Consigne -
Recopiez mot pour mot le passage du texte ci-dessous sur la rationalité utilitariste qui s’ouvre sur les mots contenant « La nouvelle version » et se clôt sur « sans problème (non-excludabilité) [11]. ».

====== Extrait du texte ======

La disposition d’esprit utilitariste est qualifiée de rationalité. Il s’agit alors d’une propriété dont chaque individu est doté, dès lors qu’on analyse la vie économique (au sens formel). Le terme « rationalité » peut être employé en un sens plus large : un acte, une activité ou un comportement est dit rationnel si la signification qui lui est donnée par l’agent rend manifeste que ce dernier le rapporte à son intérêt personnel [10]. La rationalité, au sens de la problématique formelle, se présente alors comme une forme particulière de cette rationalité plus générale : elle est amorale ou encore instrumentale, ce qui signifie (i) que l’autre avec lequel on échange n’est qu’un instrument (il n’y a pas de préoccupation de justice entre les êtres humains) et que l’on ne se pose aucune question d’ordre moral (est-ce bien ou mal?) concernant les moyens que chacun mobilise pour atteindre la fin qu’il poursuit (à savoir le maximum de satisfaction).

 

La nouvelle version utilitariste néolibérale

 

La définition-délimitation de la vie économique qui vient d’être présentée ne tient toutefois que si on se limite aux biens privés. Un bien privé est à la fois rival – sa consommation (au sens d’utilisation) par l’un interdit qu’un autre puisse le faire – et excludable – dès lors qu’il est produit, on peut attribuer sa consommation-utilisation à une personne (physique ou morale) particulière. En effet, seuls les biens privés peuvent faire l’objet d’échanges marchands (au sens défini ci-dessus). Ce ne peut être le cas pour les biens publics parce qu’ils ne seront pas produits (personne n’est prêt à payer pour un bien non rival) ou ne pourront être distribués sans problème (non-excludabilité) [11].

 

Pour autant, les biens publics sont rares, comme les biens privés. Et, comme ces derniers, ils apportent de la satisfaction à ceux qui en disposent. Ils entrent donc dans le champ de la rationalité utilitariste-instrumentale. Mais leur production et leur distribution ne relèvent pas de la vie économique définie ci-dessus comme économie de marché. On doit donc préciser que le « marché » dont il est question dans cette expression, ce lieu sur lequel se forment des prix en monnaie pour les biens et les services productifs privés achetés/vendus, est le marché économique.

 

Pour les biens publics, on est aussi en présence d’une demande et d’une offre. La demande vient des citoyens, tandis que l’offre est faite par les hommes et les femmes politiques qui se présentent à leurs suffrages et font état dans leur programme des biens publics qu’ils entendent faire produire et mettre à la disposition des citoyens s’ils sont élus. On doit donc parler à leur propos d’entrepreneurs politiques. Le lieu sur lequel se rencontrent cette offre et cette demande est le marché politique, chaque citoyen disposant d’une voix pour exprimer ses préférences en matière de biens publics. Le terme de « marché » convient encore parce qu’il y a une compétition du côté de l’offre et une liberté de choix du côté de la demande. Il a alors la signification d’un mode de coordination entre individus dotés d’une rationalité utilitariste-instrumentale, ce mode opérant d’un côté dans la vie économique (marché économique), de l’autre dans la vie politique (marché politique).

====== Données présentées ======

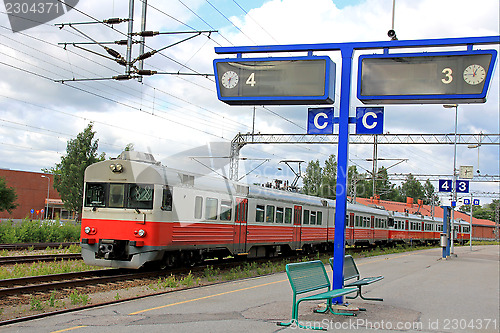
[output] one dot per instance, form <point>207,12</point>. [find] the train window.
<point>166,200</point>
<point>140,196</point>
<point>270,213</point>
<point>259,213</point>
<point>198,207</point>
<point>288,215</point>
<point>116,195</point>
<point>313,218</point>
<point>225,210</point>
<point>306,217</point>
<point>279,214</point>
<point>211,208</point>
<point>95,195</point>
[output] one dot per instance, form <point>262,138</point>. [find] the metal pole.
<point>452,247</point>
<point>454,183</point>
<point>342,164</point>
<point>129,35</point>
<point>374,171</point>
<point>470,238</point>
<point>48,195</point>
<point>393,12</point>
<point>143,28</point>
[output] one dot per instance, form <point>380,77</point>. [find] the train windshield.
<point>115,195</point>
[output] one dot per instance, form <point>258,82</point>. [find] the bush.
<point>36,231</point>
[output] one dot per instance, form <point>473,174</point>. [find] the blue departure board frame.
<point>275,80</point>
<point>424,78</point>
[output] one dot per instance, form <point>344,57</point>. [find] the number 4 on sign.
<point>251,80</point>
<point>462,186</point>
<point>444,185</point>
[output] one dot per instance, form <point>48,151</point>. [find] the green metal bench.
<point>351,272</point>
<point>307,277</point>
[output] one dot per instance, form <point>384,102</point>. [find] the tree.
<point>312,179</point>
<point>68,175</point>
<point>8,197</point>
<point>329,178</point>
<point>411,188</point>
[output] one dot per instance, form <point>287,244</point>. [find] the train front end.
<point>119,228</point>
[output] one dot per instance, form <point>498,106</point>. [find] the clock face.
<point>229,79</point>
<point>474,74</point>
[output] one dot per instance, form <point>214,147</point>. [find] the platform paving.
<point>422,293</point>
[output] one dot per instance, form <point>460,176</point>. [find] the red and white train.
<point>137,211</point>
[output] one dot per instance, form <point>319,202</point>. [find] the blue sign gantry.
<point>347,53</point>
<point>369,120</point>
<point>462,186</point>
<point>444,185</point>
<point>320,121</point>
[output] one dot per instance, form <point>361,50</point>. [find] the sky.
<point>174,116</point>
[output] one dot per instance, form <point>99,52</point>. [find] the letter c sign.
<point>320,121</point>
<point>369,120</point>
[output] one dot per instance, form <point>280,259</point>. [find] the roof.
<point>426,210</point>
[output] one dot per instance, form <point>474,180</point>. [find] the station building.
<point>35,192</point>
<point>481,229</point>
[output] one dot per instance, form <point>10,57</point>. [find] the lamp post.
<point>48,193</point>
<point>454,183</point>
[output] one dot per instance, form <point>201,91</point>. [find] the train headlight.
<point>117,168</point>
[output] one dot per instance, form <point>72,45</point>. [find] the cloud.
<point>167,114</point>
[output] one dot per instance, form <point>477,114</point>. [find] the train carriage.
<point>137,211</point>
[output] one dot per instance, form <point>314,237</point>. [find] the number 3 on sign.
<point>251,80</point>
<point>447,72</point>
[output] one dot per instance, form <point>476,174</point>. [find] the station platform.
<point>421,292</point>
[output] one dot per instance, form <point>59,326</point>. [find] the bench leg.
<point>358,293</point>
<point>329,307</point>
<point>371,298</point>
<point>295,320</point>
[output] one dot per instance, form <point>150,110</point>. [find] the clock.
<point>474,74</point>
<point>229,79</point>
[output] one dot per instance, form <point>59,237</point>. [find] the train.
<point>138,212</point>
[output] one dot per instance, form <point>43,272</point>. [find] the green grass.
<point>38,231</point>
<point>44,268</point>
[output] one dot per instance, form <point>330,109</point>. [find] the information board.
<point>418,78</point>
<point>262,81</point>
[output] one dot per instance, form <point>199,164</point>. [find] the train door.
<point>372,229</point>
<point>240,226</point>
<point>297,227</point>
<point>350,230</point>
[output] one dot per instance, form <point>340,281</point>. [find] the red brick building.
<point>33,189</point>
<point>482,229</point>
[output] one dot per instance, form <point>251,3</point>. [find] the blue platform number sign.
<point>445,185</point>
<point>369,120</point>
<point>462,186</point>
<point>320,121</point>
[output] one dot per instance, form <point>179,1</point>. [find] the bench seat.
<point>351,272</point>
<point>307,277</point>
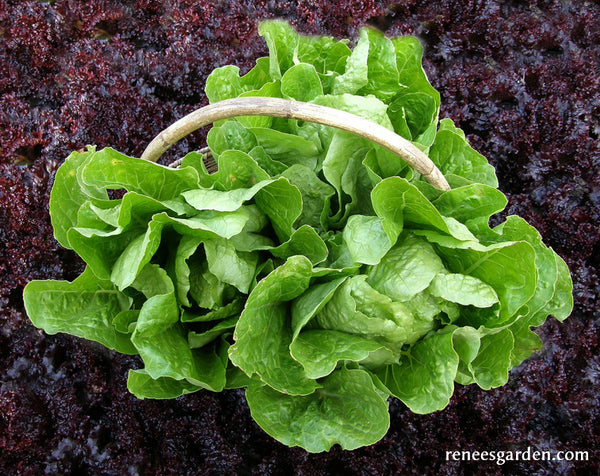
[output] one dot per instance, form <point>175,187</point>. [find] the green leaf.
<point>318,421</point>
<point>319,351</point>
<point>143,386</point>
<point>463,289</point>
<point>223,201</point>
<point>507,267</point>
<point>466,342</point>
<point>357,308</point>
<point>236,169</point>
<point>230,135</point>
<point>305,307</point>
<point>162,342</point>
<point>316,194</point>
<point>407,269</point>
<point>230,266</point>
<point>84,308</point>
<point>223,83</point>
<point>453,155</point>
<point>381,66</point>
<point>281,40</point>
<point>490,367</point>
<point>68,195</point>
<point>263,334</point>
<point>286,148</point>
<point>367,240</point>
<point>424,379</point>
<point>282,203</point>
<point>304,241</point>
<point>272,90</point>
<point>200,339</point>
<point>110,169</point>
<point>356,74</point>
<point>301,82</point>
<point>326,54</point>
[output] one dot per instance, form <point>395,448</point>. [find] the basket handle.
<point>287,109</point>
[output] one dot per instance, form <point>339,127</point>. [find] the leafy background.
<point>521,79</point>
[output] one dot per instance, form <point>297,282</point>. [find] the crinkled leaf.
<point>85,308</point>
<point>348,410</point>
<point>424,378</point>
<point>263,334</point>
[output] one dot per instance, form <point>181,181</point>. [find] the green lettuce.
<point>314,269</point>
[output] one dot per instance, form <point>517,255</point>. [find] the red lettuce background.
<point>521,78</point>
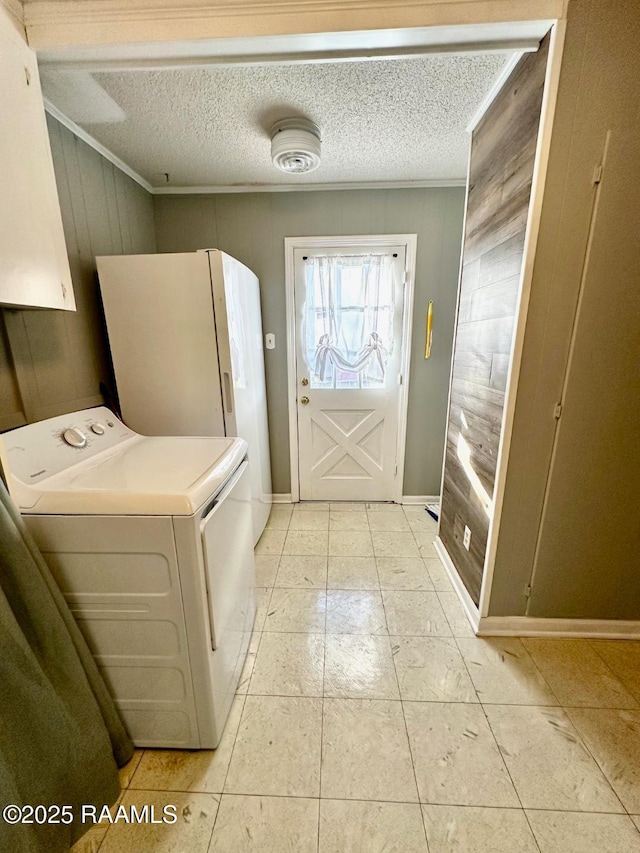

======

Réponse attendue -
La nouvelle version utilitariste néolibérale

 

La définition-délimitation de la vie économique qui vient d’être présentée ne tient toutefois que si on se limite aux biens privés. Un bien privé est à la fois rival – sa consommation (au sens d’utilisation) par l’un interdit qu’un autre puisse le faire – et excludable – dès lors qu’il est produit, on peut attribuer sa consommation-utilisation à une personne (physique ou morale) particulière. En effet, seuls les biens privés peuvent faire l’objet d’échanges marchands (au sens défini ci-dessus). Ce ne peut être le cas pour les biens publics parce qu’ils ne seront pas produits (personne n’est prêt à payer pour un bien non rival) ou ne pourront être distribués sans problème (non-excludabilité) [11].